• Written exercise 1:
In the article on the 2015 RIBA Royal Gold Medal, turn the paragraph beginning "O'Donnell + Tuomey have been shortlisted" into a list of the shortlisted projects with their years and locations.
• Written exercise 2:
Resume the article on the 2015 RIBA Royal Gold Medal after its final sentence and write one more paragraph.

• Reading text:
┄┄┄┄┄┄┄┄┄┄
Irish architects Sheila O'Donnell and John Tuomey have been named the 2015 recipients of the prestigious RIBA Royal Gold Medal for Architecture. Awarded since 1848 and personally approved by Her Majesty the Queen, the Gold Medal recognizes a lifetime's work of an architecturally influential person or group.
After training at the University College Dublin, O'Donnell and Tuomey previously worked together at Stirling Wilford Associates and Colquhoun & Miller in London. They then co-founded their practice O'Donnell + Tuomey Architects in Dublin in 1988.
Taking part in "Group 91 Architects" in the early '90s, the husband and wife pair first gained recognition for their first permanent building, the Irish Film Institute (1991). Since then, O'Donnell and Tuomey have built private homes, schools, public housing, and community buildings -- many of their projects crafted in the couple's signature style of smartly arranged brick and sharp-lined geometric forms.
O’Donnell + Tuomey have been shortlisted for the RIBA Stirling Prize five times: in 1999 for the Ranelagh Multi-Denominational School (Dublin, Ireland); 2005 for the Lewis Glucksman Gallery (Cork, Ireland); 2011 for the An Gaeláras Irish Language Arts and Cultural Centre (Derry, Northern Ireland; 2012 for the Lyric Theatre (Belfast, Northern Ireland); and most recently, the London School of Economics Saw Swee Hock Students' Centre (London, UK) in 2014.
┄┄┄┄┄┄┄┄┄┄
• Supplied material:
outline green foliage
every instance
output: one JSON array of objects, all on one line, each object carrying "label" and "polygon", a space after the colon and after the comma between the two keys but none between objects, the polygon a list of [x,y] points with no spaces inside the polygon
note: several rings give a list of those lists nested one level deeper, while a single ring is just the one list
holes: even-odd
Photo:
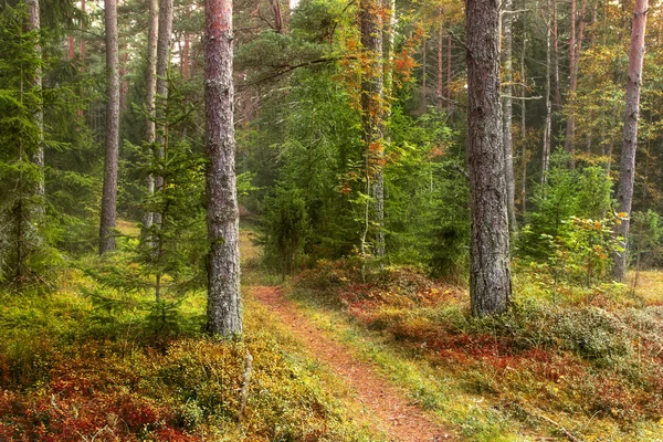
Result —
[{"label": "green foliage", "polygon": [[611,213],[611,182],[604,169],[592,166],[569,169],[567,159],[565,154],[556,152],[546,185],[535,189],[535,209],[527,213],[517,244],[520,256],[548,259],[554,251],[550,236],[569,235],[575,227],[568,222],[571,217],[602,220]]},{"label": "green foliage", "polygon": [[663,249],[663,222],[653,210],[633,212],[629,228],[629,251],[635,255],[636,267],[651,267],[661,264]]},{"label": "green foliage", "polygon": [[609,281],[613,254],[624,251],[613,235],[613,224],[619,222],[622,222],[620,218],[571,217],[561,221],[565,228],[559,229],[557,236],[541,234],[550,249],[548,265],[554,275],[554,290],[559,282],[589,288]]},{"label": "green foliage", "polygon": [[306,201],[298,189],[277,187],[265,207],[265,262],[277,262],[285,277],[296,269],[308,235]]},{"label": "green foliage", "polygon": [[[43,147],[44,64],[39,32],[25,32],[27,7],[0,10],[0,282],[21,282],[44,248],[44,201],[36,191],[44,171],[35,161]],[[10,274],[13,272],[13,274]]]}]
┄┄┄┄┄┄┄┄┄┄
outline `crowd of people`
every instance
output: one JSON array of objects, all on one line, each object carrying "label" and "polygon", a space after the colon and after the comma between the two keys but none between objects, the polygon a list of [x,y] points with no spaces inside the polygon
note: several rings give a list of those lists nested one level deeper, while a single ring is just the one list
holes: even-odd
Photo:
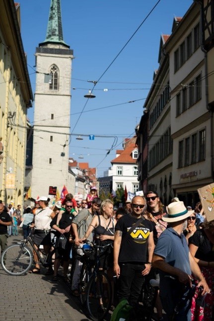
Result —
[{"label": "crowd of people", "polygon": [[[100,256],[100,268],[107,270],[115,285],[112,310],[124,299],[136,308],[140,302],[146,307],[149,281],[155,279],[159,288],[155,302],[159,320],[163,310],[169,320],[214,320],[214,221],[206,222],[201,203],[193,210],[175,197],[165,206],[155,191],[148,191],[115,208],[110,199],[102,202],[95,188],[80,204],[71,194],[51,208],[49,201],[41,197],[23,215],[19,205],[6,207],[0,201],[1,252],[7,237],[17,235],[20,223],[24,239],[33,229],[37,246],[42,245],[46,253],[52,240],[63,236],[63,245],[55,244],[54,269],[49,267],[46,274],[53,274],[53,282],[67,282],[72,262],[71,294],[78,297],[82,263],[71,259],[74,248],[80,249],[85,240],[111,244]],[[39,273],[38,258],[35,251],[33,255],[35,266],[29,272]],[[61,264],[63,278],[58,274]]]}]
┄┄┄┄┄┄┄┄┄┄
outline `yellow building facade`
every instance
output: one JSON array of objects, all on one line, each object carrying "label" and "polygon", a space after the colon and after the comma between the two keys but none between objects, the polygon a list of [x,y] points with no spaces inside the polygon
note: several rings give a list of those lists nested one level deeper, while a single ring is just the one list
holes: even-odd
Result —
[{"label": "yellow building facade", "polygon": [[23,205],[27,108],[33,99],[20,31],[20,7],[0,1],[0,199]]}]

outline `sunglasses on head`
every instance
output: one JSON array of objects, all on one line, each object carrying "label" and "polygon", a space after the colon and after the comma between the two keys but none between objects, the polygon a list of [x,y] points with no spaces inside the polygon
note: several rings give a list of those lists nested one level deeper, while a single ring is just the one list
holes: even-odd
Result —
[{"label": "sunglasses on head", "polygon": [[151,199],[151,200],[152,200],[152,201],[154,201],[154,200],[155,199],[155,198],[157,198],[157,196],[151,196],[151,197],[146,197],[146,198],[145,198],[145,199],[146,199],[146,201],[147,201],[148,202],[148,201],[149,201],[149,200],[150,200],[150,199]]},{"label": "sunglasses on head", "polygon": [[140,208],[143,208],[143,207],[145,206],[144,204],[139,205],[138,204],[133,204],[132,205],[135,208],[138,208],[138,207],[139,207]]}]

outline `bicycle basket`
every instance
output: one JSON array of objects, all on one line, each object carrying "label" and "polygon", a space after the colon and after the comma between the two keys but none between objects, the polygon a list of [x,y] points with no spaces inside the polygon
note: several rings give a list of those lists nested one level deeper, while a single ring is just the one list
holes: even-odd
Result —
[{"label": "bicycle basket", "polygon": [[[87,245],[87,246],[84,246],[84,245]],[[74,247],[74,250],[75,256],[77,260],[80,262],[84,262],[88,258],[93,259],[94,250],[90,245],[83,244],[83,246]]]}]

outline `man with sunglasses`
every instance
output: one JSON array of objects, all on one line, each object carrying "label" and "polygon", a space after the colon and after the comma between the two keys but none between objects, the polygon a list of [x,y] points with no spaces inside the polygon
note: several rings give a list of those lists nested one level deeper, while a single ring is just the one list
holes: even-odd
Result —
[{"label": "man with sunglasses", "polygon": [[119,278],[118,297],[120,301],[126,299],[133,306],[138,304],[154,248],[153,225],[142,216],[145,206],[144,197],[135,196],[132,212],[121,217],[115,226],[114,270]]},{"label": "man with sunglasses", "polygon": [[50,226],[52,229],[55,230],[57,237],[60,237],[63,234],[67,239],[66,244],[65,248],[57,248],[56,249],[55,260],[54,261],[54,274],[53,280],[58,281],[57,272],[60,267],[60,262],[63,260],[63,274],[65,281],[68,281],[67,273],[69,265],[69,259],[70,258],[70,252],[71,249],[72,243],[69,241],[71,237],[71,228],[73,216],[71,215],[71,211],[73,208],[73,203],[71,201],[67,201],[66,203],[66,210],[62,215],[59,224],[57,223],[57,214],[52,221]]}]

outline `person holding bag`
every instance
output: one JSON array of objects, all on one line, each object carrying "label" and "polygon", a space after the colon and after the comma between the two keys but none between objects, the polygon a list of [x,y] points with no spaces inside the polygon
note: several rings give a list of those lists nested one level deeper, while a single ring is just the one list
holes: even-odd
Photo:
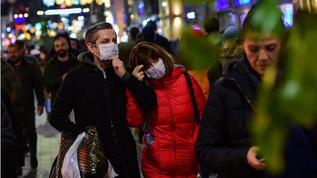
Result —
┄┄┄┄┄┄┄┄┄┄
• Written response 1:
O'Donnell + Tuomey's five RIBA Stirling Prize shortlistings:
- 1999: Ranelagh Multi-Denominational School (Dublin, Ireland)
- 2005: Lewis Glucksman Gallery (Cork, Ireland)
- 2011: An Gaeláras Irish Language Arts and Cultural Centre (Derry, Northern Ireland)
- 2012: Lyric Theatre (Belfast, Northern Ireland)
- 2014: London School of Economics Saw Swee Hock Students' Centre (London, UK)

• Written response 2:
The pair have also exhibited three times at the Venice Architecture Biennale and have released a number of publications. Today, they continue to teach at the University College Dublin, School of Architecture.
O'Donnell and Tuomey will formally receive the Gold Medal during a special event at the RIBA in London on Feb. 3, 2015.
Recent Gold Medal recipients include Joseph Rykwert (2014), Peter Zumthor (2013), Herman Hertzberger (2012), David Chipperfield (2011), I.M Pei (2010), and Álvaro Siza (2009). Other notable recipients include Frank Gehry (2000), Sir Norman Foster (1983), Frank Lloyd Wright (1941), and Sir George Gilbert Scott (1859).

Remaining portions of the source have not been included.